Set exercise =
Answer these questions using the Aaron Stinnie biography.
(a) Which sport did Stinnie focus on in high school?
(b) How many consecutive games did he start to end his college career?
(c) Which team did the Buccaneers beat in Super Bowl LV?

Text extract =
----------
Aaron Phillip Stinnie (born February 18, 1994) is an American football guard for the Tampa Bay Buccaneers of the National Football League (NFL). He played college football at James Madison.

Early life and high school
Stinnie was born and grew up in Charlottesville, Virginia and attended St. Anne's-Belfield School. He focused on basketball and did not begin playing football until his junior year after joining the team at the insistence of his friends.

College career
After redshirting his freshman season, Stinnie began his career with the Dukes as a defensive lineman, recording 11 tackles and 1.5 sacks in 12 games in his first season of playing time, before moving over to the offensive line going into his redshirt sophomore season. Stinnie became a three-year starter for JMU, starting 42 consecutive games to end his career, and was an FCS All-America selection for his redshirt junior and senior seasons.

Professional career

Tennessee Titans
Stinnie signed with the Tennessee Titans as an undrafted free agent on April 28, 2018 and made the final 53-man roster out of training camp. Stinnie made his NFL debut, the only regular season appearance of his rookie season, on October 21, 2018 against the Los Angeles Chargers.

On August 31, 2019, Stinnie was waived by the Titans and was signed to the practice squad the next day. He was promoted to the active roster on September 7, 2019 before the season opener. He was waived on November 9.

Tampa Bay Buccaneers
On November 11, 2019, Stinnie was claimed off waivers by the Tampa Bay Buccaneers. Stinnie appeared in five games, three with the Titans and two with the Buccaneers, during the 2019 season. Stinnie appeared in six games during the 2020 regular season. Stinnie made his first professional start in the Divisional Round of the playoffs against the New Orleans Saints after starting right guard Alex Cappa fractured his ankle in the Wild Card Round. He started the final three games of the playoffs, including Super Bowl LV as the Buccaneers beat the Kansas City Chiefs.
----------
(Entries for bounding box labeling)
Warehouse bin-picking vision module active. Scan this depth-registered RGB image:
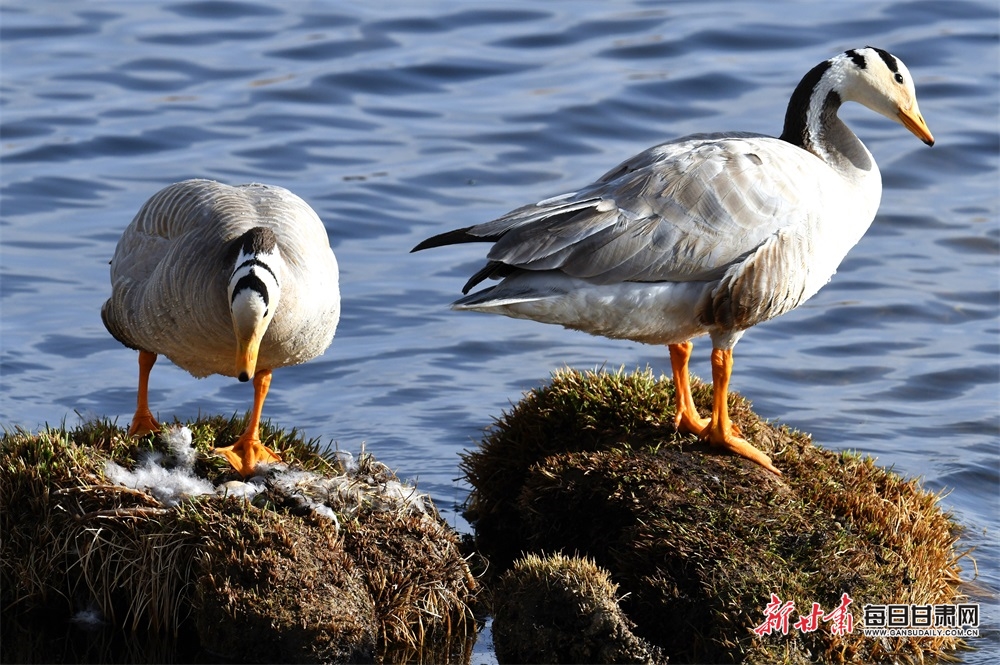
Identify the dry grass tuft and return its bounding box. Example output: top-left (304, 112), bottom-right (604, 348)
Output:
top-left (0, 417), bottom-right (477, 662)
top-left (492, 554), bottom-right (665, 663)
top-left (462, 370), bottom-right (963, 663)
----------
Solution to this problem =
(a) Basketball
(b) 42
(c) The Kansas City Chiefs